## To do
Reproduce the listing below line for line, keeping every character unchanged.

## Record excerpts
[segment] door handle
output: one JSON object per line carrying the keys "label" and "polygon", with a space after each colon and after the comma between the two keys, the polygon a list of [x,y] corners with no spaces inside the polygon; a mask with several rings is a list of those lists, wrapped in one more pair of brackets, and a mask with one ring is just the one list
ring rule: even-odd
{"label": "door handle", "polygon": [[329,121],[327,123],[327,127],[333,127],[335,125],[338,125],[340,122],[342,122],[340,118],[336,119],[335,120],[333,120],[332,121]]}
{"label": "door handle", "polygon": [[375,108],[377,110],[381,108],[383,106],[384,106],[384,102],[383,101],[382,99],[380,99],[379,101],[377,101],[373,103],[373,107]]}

## Expected output
[segment] door handle
output: one JSON object per line carrying the keys "label" and "polygon", with a space after each colon and after the comma between the two keys, the polygon a list of [x,y] corners with no spaces inside the polygon; a mask with several rings is a list of those lists, wrapped in one more pair of brackets, and a mask with one ring is just the one list
ring rule: even-odd
{"label": "door handle", "polygon": [[329,121],[327,123],[327,127],[333,127],[335,125],[338,125],[340,122],[342,122],[340,118],[336,119],[335,120],[333,120],[332,121]]}
{"label": "door handle", "polygon": [[375,108],[377,110],[381,108],[383,106],[384,106],[384,102],[383,101],[382,99],[380,99],[379,101],[377,101],[373,103],[373,107]]}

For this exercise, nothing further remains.